━━━━━ Data listing
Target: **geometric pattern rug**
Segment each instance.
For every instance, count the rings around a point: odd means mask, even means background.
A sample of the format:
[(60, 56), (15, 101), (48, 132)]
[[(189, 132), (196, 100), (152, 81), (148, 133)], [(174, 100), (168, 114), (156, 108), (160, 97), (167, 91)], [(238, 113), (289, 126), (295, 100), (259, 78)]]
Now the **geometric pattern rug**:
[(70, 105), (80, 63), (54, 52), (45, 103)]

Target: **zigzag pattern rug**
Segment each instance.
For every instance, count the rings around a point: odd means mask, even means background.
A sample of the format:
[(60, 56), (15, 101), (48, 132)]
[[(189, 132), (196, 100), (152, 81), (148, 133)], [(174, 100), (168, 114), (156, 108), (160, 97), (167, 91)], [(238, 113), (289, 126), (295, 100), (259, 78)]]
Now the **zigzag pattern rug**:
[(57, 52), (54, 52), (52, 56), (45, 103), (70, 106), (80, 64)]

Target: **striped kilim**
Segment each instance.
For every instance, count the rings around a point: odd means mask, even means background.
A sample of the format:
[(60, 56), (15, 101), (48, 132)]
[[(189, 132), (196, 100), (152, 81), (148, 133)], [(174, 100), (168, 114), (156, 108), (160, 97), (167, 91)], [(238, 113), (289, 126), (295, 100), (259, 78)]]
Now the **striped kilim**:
━━━━━━━━━━
Duplicate all of the lines above without any changes.

● **Solution to this problem**:
Target: **geometric pattern rug**
Segment each instance.
For every instance, count the rings around a point: odd means mask, even means background.
A sample of the format:
[(60, 56), (15, 101), (48, 132)]
[[(189, 132), (196, 100), (152, 81), (148, 133)], [(174, 100), (168, 114), (156, 108), (160, 97), (167, 91)], [(238, 113), (289, 126), (295, 100), (259, 78)]]
Now the **geometric pattern rug**:
[(70, 105), (80, 63), (54, 52), (45, 103)]

Target: **zigzag pattern rug**
Segment each instance.
For every instance, count the rings around a point: odd means mask, even means background.
A sample of the format:
[(60, 56), (15, 101), (48, 132)]
[[(189, 132), (196, 100), (152, 81), (148, 133)], [(174, 100), (168, 114), (156, 108), (160, 97), (167, 91)], [(238, 113), (289, 126), (295, 100), (259, 78)]]
Now the **zigzag pattern rug**:
[(57, 52), (54, 52), (52, 56), (45, 103), (70, 106), (80, 64)]

Target: **striped kilim**
Segment each instance.
For every instance, count the rings around a point: odd means mask, even means background.
A sample of the format:
[(60, 56), (15, 101), (48, 132)]
[[(189, 132), (196, 100), (152, 81), (148, 133)], [(174, 100), (168, 114), (156, 108), (160, 97), (167, 91)], [(238, 113), (289, 126), (295, 100), (259, 78)]]
Now the **striped kilim**:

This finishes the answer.